→ Extract:
□ □ □
Without intelligence guiding them, such systems can easily destroy themselves with feedback loops. Power differentials etc, in an amoral environment, lead to low-level employees getting screwed and owners/upper management getting rich. This feedback loop can eventually destroy a company, or a society.
So what I find hard to understand isn't that employees go along with this system that screws them (they need to eat, y'know?), but rather that they think it's good, that it's what's best for everyone, that maximized profits will be equitably distributed. We have an angry, populist working class that has completely accepted the systematic inequalities of neoliberal-flavored capitalism, and the socialist welfare-state hacks that come with it mostly to keep the whole thing from self-destructing this year at least. They're mad they're getting screwed, but think their bosses are completely right to screw them.
Such a thing does not exist. It is the study of exchange between individuals, any model that brings down morality to 0 will not be useful, practical or a applicable.
There is a reason why the most iconic political economists were all philosophers!
When you buy something from Amazon, is it an exchange between individuals? When you get a paycheck from a corporate employer, is it an exchange between individuals? No, that makes no sense. It's an exchange between an individual and an abstract legal/financial entity that engages in economic activity, but is in no rational way a human being. And what about B2B exchange? Clearly, it's economics, but when Wal-Mart buys a wholesale lot of shampoo from Proctor & Gamble, it is absurd to think of that as "between individuals".
Ok, even if you take humans as the motivating agent... how does it become a moral act? How is an exchange of money for goods/services an inherent good, or an inherent evil for that matter?
Is it done under coercion? Is the exchange forbidden, or punished? Is the exchange harming an innocent third party?
Is the exchange guaranteed by a third party? etc.
□ □ □
→ Source information:
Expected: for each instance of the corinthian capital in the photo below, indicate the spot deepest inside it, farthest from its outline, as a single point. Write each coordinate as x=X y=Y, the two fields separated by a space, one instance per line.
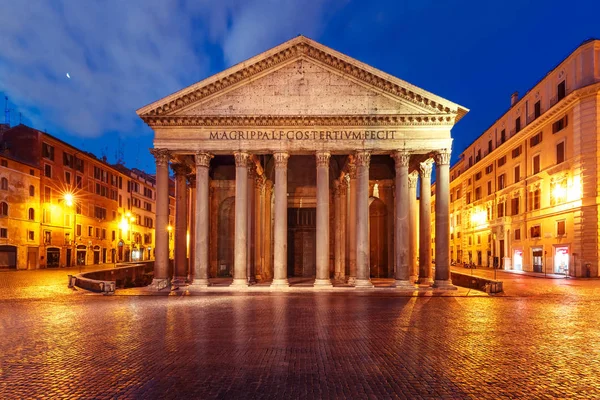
x=363 y=158
x=425 y=168
x=203 y=159
x=401 y=158
x=322 y=158
x=241 y=159
x=412 y=179
x=442 y=158
x=161 y=156
x=281 y=159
□ □ □
→ Exercise set:
**1)** In the discussion of economics and morality, what does Wal-Mart buy from Proctor & Gamble?
**2)** Pick up the discussion of economics and morality after its last sentence and write the next part.

→ Replies:
**1)** A wholesale lot of shampoo.

**2)**
I worked at a pharma sales company for a bit that was losing money. This was shortly after a startup I cofounded back in the 90's was sold, and was my first (and only) "senior exec" position after that transaction (afterward I went back to engineering). I remember attending a nearly four hour meeting where the senior executive team and CEO spent the entire time strategizing ways to increase the executive bonuses. I noted that perhaps we should address that after we solved the "losing money" problem, and you would have thought I had suggested kidnapping the CEO's mother. The lesson I took from that is that senior management can be _amazingly_ out of touch, and one hundred percent convinced of their own merit and entitlement, regardless of what's going on with the business.
> "Why would anyone ... care to do more than the most basic job requirements?"
They are called promotions or achievements for your next role. That's a terrible attitude to have above, and as someone who started out working minimum wage, people who had that attitude generally didn't do as well.
I'm afraid many people are just terrible at empathy, and imagining how it is to live a life very different from their own. As they say, the greatest privilege of them all is the ignorance of how privileged you are.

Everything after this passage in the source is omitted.